BEGIN Dataset extract

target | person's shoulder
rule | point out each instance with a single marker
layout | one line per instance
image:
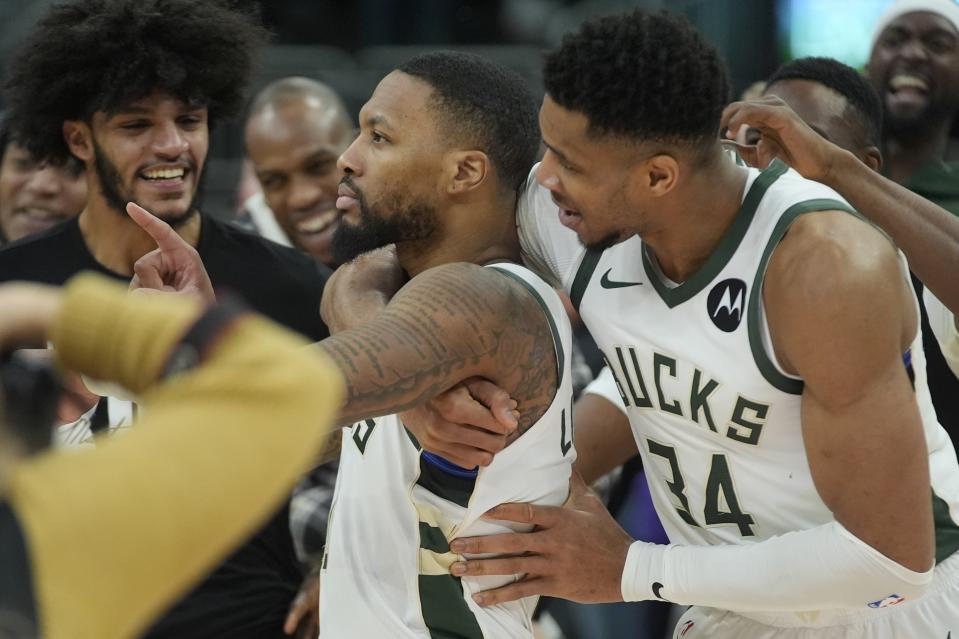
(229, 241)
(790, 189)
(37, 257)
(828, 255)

END Dataset extract
BEGIN Dataset extract

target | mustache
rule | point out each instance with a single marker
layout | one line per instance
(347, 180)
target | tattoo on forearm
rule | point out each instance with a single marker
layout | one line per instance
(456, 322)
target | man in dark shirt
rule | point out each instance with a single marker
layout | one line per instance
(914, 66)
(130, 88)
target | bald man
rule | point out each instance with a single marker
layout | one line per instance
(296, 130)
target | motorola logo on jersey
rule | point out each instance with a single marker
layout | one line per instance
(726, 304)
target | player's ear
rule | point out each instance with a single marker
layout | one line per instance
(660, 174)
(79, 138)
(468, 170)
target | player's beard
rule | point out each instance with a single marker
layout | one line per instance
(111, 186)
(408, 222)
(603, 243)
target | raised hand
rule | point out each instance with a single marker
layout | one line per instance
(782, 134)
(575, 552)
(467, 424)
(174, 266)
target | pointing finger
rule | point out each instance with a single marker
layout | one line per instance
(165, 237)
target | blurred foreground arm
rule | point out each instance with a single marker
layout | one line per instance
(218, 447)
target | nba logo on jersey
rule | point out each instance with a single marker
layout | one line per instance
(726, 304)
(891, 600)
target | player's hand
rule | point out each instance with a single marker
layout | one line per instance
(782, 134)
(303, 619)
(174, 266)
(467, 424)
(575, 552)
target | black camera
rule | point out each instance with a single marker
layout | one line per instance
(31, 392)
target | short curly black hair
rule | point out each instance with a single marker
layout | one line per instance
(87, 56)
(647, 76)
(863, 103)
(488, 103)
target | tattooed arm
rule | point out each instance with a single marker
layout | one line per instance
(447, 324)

END Dataset extract
BEGIN Dataset extract

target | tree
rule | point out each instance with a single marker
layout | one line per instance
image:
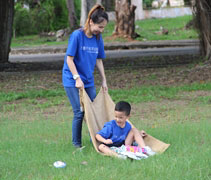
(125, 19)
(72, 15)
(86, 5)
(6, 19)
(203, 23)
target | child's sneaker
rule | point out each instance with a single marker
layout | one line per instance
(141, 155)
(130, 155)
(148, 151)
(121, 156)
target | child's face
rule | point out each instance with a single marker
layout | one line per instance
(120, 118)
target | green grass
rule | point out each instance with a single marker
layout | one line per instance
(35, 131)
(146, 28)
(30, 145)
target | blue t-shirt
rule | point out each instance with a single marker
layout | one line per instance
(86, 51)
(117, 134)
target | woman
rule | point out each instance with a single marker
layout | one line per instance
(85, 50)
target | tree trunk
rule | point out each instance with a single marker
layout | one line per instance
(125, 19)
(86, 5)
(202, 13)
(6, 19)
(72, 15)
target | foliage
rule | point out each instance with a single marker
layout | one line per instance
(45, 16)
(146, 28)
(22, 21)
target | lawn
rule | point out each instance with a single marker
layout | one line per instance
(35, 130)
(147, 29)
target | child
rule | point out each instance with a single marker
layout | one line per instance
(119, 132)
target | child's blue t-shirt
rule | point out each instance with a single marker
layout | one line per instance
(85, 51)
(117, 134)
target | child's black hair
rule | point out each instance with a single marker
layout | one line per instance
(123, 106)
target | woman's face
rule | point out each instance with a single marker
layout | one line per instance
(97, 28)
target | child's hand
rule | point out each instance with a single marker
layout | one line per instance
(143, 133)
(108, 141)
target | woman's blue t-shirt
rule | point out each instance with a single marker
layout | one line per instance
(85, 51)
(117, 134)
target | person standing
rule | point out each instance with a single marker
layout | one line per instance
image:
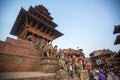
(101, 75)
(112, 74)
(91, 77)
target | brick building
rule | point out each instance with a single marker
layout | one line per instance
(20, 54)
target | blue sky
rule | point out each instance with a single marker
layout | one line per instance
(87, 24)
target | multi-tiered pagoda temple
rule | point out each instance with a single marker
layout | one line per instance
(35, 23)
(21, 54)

END Dataset extract

Which lines contain "shirt"? Copy each of them from the listing.

Exercise output -
target | man in dark shirt
target | blue t-shirt
target | child's blue t-shirt
target | woman's blue t-shirt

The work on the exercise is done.